● Requirement
All of the data that follows should be output again without any alteration.

● Records shown
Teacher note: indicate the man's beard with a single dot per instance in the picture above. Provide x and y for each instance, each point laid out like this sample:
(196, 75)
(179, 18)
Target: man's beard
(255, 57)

● Expected answer
Teacher note: indicate the man's beard with a single dot per instance in the picture above. Provide x and y for each instance, each point laid out like this sample:
(196, 75)
(179, 18)
Target: man's beard
(255, 57)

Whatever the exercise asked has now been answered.